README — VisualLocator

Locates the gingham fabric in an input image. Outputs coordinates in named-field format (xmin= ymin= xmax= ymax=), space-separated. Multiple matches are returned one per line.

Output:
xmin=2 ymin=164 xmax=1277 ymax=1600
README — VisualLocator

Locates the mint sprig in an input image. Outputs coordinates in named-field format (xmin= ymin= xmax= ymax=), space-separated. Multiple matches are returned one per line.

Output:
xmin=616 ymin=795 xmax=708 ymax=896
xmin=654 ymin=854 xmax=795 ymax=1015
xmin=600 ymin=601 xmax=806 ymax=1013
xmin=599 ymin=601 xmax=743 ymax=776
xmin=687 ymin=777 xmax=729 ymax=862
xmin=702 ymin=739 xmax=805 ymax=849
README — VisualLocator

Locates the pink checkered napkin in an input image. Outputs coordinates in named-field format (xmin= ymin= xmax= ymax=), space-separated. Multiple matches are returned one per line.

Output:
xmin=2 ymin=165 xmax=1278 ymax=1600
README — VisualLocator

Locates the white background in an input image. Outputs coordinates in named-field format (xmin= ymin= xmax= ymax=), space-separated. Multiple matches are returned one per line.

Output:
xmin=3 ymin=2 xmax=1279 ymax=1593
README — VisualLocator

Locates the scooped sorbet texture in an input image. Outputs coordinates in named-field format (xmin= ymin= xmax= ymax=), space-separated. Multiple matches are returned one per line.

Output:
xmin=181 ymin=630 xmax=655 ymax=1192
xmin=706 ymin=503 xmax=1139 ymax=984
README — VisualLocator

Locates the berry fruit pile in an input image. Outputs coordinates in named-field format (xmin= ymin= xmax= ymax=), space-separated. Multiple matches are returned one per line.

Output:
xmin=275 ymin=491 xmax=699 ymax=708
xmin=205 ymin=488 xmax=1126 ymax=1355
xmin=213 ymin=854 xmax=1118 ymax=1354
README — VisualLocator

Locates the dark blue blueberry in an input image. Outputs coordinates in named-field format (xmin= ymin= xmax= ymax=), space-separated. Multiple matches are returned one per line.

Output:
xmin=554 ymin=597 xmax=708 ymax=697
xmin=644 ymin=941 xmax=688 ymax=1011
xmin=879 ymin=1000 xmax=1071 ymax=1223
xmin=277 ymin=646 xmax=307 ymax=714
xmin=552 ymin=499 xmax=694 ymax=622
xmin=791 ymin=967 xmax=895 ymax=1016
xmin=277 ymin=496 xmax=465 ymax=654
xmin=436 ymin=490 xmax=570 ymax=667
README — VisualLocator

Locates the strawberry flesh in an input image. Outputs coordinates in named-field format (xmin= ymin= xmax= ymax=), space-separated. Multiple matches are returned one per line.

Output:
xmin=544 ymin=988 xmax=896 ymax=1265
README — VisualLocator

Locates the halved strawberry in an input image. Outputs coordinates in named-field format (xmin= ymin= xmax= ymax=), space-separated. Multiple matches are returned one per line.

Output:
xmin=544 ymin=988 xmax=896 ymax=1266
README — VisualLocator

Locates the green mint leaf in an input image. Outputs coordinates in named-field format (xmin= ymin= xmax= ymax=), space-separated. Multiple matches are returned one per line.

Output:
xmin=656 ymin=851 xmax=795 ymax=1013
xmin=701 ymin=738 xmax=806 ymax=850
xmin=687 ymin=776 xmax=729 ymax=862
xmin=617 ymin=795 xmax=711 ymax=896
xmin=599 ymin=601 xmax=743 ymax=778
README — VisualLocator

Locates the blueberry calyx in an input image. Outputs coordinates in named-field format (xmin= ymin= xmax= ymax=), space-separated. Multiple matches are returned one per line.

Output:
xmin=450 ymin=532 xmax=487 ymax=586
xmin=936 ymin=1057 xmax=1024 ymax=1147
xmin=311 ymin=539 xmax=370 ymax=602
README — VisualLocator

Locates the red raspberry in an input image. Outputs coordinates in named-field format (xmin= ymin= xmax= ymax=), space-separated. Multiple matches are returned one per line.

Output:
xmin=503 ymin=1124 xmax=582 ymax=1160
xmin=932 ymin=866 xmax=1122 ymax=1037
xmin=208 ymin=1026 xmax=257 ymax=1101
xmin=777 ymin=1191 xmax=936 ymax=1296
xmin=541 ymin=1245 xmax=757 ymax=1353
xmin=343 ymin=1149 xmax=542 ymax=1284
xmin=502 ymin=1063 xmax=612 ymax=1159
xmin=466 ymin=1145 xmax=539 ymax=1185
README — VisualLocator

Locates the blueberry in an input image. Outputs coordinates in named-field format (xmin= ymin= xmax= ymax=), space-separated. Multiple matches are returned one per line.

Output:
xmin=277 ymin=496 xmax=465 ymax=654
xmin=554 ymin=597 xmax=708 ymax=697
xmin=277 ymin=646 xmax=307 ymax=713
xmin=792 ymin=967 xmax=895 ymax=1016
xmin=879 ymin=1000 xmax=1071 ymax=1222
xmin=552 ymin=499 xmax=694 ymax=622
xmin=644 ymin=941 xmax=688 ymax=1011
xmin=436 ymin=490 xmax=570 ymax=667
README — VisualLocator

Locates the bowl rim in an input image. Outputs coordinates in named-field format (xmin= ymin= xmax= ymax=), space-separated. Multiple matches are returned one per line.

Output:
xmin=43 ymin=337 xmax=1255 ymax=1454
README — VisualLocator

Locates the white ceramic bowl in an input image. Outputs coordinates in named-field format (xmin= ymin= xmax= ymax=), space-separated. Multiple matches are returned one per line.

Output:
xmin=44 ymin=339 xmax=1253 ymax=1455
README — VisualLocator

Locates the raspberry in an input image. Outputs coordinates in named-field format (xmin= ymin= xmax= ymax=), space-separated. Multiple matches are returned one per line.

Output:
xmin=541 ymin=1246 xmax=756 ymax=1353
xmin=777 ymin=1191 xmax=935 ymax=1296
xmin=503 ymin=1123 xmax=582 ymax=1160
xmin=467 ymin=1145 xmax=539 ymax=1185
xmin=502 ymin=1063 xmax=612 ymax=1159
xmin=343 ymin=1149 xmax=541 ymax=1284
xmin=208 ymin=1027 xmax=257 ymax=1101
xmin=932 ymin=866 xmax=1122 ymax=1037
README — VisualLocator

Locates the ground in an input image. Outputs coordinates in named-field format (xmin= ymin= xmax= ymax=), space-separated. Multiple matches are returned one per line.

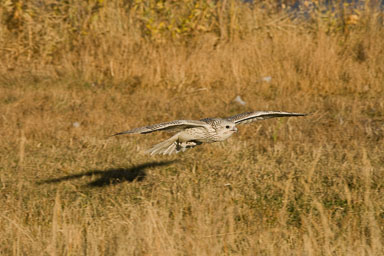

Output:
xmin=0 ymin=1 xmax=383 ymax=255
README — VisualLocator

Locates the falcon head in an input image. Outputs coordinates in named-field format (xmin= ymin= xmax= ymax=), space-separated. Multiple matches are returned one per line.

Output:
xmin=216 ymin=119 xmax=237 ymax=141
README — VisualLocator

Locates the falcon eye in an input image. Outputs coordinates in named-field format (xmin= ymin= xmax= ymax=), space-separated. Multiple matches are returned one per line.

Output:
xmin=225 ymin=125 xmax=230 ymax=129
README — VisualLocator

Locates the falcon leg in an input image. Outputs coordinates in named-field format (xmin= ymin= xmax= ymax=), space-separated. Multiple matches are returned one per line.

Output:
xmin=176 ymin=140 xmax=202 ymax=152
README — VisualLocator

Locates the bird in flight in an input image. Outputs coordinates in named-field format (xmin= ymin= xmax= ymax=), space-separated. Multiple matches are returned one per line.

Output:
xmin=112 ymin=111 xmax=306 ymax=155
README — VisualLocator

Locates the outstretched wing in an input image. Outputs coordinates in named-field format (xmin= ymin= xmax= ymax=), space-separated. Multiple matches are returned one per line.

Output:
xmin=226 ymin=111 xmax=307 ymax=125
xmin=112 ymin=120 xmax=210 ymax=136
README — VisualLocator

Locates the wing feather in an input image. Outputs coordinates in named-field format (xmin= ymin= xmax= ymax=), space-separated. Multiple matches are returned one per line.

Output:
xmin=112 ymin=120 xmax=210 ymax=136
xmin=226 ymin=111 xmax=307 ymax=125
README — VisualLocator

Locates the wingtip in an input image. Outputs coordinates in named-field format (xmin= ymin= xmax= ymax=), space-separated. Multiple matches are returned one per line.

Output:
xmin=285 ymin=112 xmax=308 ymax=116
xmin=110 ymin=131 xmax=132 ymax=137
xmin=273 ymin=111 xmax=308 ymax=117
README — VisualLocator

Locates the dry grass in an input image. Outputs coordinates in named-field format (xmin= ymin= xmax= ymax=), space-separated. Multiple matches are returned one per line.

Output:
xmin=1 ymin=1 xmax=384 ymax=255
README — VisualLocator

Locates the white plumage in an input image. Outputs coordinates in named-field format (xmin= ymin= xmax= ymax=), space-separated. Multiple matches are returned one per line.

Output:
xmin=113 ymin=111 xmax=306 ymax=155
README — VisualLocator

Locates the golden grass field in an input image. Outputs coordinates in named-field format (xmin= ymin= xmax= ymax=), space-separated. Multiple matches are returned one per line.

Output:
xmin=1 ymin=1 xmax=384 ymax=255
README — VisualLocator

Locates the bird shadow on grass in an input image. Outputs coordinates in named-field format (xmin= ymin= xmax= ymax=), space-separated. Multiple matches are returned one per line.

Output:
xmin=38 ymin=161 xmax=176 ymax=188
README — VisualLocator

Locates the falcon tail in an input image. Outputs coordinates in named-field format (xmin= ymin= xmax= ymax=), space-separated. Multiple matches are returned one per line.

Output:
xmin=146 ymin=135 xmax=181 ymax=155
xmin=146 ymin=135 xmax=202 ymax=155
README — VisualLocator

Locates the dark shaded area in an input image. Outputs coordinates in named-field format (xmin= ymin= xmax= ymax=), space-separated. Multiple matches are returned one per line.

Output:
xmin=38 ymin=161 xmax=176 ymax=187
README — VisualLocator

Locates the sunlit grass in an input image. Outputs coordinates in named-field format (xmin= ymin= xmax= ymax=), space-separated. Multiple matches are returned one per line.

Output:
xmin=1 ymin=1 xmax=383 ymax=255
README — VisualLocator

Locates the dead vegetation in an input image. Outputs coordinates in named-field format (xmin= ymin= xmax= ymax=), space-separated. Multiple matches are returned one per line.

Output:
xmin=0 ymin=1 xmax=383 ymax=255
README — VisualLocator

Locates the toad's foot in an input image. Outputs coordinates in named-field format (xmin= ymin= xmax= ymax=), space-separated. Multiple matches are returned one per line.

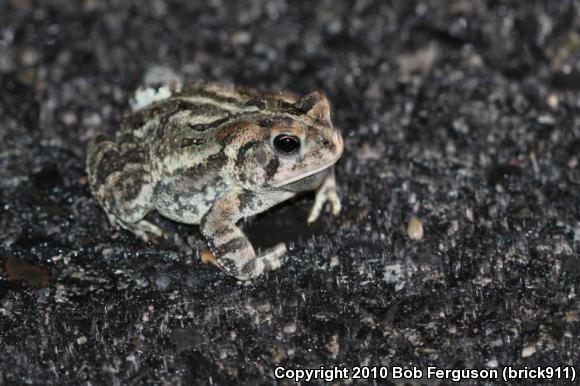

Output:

################

Exercise description: Please count up the lines in the listing above holding the string "white", and say the number with nothing else.

Task solution: 3